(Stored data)
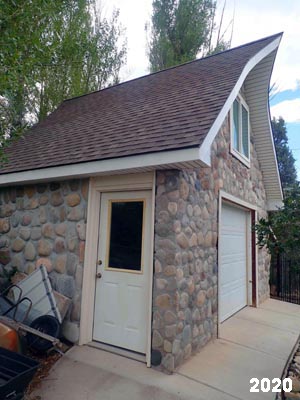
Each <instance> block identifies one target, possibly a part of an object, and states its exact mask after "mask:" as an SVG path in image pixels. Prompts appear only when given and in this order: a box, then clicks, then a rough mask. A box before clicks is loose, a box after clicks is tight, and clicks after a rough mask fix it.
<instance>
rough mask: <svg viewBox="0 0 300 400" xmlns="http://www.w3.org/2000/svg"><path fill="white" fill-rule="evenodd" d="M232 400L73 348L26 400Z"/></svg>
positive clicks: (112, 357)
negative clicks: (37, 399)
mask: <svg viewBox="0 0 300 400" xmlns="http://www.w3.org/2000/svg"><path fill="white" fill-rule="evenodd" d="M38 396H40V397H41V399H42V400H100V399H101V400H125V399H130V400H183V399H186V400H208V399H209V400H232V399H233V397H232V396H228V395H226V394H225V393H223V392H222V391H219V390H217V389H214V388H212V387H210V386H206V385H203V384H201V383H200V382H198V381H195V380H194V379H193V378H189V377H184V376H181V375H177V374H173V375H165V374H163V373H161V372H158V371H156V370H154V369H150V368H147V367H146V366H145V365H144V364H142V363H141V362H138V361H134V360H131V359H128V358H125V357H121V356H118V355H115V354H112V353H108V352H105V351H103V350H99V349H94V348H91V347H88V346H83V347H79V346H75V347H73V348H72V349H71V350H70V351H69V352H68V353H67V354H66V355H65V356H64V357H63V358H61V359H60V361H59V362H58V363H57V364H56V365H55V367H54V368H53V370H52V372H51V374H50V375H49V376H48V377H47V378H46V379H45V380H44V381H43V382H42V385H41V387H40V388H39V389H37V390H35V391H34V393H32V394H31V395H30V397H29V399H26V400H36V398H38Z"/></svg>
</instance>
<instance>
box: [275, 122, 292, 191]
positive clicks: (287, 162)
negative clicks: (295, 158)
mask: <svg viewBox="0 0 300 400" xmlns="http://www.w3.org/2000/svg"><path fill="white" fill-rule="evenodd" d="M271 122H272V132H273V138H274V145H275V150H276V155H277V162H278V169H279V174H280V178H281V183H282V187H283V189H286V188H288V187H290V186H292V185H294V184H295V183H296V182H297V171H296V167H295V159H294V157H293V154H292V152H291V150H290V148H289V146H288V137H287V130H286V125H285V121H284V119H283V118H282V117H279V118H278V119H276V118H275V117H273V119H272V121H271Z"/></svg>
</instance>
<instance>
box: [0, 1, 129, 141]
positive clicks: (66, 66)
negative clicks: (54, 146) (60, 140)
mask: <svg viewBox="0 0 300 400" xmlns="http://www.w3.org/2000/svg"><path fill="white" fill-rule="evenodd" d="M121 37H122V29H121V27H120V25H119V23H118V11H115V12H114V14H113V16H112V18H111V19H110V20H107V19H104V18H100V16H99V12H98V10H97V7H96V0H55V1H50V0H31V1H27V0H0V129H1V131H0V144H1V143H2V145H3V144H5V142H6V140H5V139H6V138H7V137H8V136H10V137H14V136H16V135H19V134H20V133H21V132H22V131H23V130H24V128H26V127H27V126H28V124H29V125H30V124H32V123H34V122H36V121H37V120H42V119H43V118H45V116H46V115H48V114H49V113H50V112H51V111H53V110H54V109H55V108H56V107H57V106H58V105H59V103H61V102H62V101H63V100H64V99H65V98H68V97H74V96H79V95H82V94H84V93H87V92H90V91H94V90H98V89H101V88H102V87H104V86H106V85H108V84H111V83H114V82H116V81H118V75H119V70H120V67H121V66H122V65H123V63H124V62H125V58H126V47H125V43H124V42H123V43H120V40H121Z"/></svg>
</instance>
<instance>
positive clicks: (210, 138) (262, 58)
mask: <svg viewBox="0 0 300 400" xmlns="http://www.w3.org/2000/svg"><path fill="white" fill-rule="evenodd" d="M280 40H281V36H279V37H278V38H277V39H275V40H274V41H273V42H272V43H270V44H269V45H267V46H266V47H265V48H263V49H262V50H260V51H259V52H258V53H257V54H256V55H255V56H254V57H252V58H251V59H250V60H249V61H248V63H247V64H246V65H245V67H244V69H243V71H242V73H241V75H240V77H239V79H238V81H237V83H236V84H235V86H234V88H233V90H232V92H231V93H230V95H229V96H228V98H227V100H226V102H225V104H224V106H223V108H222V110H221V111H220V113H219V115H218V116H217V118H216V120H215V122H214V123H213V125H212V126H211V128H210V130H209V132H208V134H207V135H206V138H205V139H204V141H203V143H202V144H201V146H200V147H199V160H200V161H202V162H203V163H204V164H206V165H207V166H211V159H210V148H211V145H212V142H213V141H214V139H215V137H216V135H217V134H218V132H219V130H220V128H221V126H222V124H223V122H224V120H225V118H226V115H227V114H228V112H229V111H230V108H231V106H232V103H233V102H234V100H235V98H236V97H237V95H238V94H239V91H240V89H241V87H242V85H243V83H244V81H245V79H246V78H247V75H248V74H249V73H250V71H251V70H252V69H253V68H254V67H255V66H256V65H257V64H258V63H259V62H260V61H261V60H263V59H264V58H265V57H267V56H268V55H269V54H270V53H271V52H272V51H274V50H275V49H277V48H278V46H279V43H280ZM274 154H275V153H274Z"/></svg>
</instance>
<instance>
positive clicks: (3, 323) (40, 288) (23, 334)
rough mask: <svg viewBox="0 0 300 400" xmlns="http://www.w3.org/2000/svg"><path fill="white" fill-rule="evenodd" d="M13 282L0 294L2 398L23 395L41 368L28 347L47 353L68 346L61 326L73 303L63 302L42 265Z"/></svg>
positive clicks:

◆ ACTIVITY
The answer is a single number: how many lines in the data above hold the string "rough".

◆ SOLUTION TO THE PROBLEM
3